[Start of SUPPLIED TEXT]
Eve: [00:03:41] Oh yes.

Mark: [00:03:41] It’s very difficult to make money for funding portals, and it’s a vicious cycle as opposed to a virtuous cycle. So, it’s hard to make money. Very small companies with very limited resources are applying because of the limits – we can only raise up to a million dollars a year, and in real estate, in particular, that’s not very much money. And that leads the portals, the funding portals, too many of them, not yours, I should say, but too many of them have adapted to that situation. You know, you’re trying to squeeze money out of people who don’t have any money and have led to a lot of shortcuts, and what I called gimmicks, and that is a vicious cycle because investors, who are not dumb, see that, they see that’s what’s going on. You know, they just ignore the entire industry. And that means that high quality companies are that much less likely to try to use Reg CF. And it has been a vicious cycle.

Eve: [00:04:46] Just backing up one minute. I think some of our listeners maybe not familiar with Reg CF or regulation crowd-funding. So, I just feel like I need to fill in a little bit. Regulation crowdfunding and other online crowdfunding rules grew out of the Jobs Act of 2012, and the intent was really to move online crowdfunding for donations to crowdfunding for investment, right? And so regulation crowdfunding is the rule that lets anyone over the age of 18 invest, but really kind of limits how much they can invest, and how much the company raising money can raise. Those limits, I think, have been the real stumbling block, right?

Mark: [00:05:31] Yeah.

Eve: [00:05:32] So, this has translated into smaller offerings, just like you said, which these funding platforms, which are very heavily regulated to use that rule, it means that they can’t make a lot of money. And that’s kind of where you left off, right?

Mark: [00:05:50] That is exactly right.

Eve: [00:05:52] The new rules, which you seemed very excited about last week, I think, will make some big changes in that landscape.

Mark: [00:06:01] Yeah. They will make a couple changes that are, I think, taken together, just gonna be very, very important and are really going to, to continue that bad metaphor I was using, really revitalize the Regulation CF neighborhood. These are the two most significant changes. As you said in your overview, Regulation CF or Title 3 – those are interchangeable names for the same set of rules – limit very severely how much each investor can invest. And the idea here was to protect widows and orphans from all the shady entrepreneurs out there. But even if the widow or orphan wants to invest his or her entire net worth into a questionable company, the Reg CF rules won’t allow that. To the contrary, they allow only very small investments. And that means that when you’re trying to raise money in Regulation CF, you have to find lots of investors, because each of them can only contribute a very small amount. And, you know, that’s hard. Marketing is hard.
[End of SUPPLIED TEXT]
[Start of MATERIAL FOR THIS EXERCISE]
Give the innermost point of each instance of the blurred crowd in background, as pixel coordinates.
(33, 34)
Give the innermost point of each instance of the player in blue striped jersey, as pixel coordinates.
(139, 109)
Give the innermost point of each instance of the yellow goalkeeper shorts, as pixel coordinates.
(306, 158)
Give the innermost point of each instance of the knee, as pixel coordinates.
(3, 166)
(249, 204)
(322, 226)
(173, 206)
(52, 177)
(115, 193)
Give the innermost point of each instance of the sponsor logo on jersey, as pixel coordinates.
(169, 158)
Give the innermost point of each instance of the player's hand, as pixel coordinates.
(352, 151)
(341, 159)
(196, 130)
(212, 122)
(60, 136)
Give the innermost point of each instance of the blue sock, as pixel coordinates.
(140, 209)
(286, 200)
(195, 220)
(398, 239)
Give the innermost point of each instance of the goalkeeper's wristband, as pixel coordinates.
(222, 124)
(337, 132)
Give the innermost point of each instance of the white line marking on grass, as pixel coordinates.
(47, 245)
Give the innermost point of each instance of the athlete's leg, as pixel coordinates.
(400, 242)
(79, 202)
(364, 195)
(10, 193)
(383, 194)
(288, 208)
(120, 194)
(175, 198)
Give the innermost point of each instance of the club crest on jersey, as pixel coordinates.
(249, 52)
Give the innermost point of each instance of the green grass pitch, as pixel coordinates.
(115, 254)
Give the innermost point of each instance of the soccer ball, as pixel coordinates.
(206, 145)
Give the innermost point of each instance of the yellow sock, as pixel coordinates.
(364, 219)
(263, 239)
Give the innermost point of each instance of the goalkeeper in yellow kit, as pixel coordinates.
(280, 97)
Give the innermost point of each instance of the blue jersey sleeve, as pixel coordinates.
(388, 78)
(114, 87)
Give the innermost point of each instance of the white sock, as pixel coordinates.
[End of MATERIAL FOR THIS EXERCISE]
- CHALLENGE A
In the crowdfunding transcript, what law did regulation crowdfunding grow out of?
- CHALLENGE B
Copy the listing word for word, starting at the line that contains "Give the innermost point of each instance of the blue jersey" and running through the end of the listing.

- CORRECT RESULT A
The Jobs Act of 2012.

- CORRECT RESULT B
Give the innermost point of each instance of the blue jersey sleeve, as pixel coordinates.
(388, 78)
(114, 87)
Give the innermost point of each instance of the white sock, as pixel coordinates.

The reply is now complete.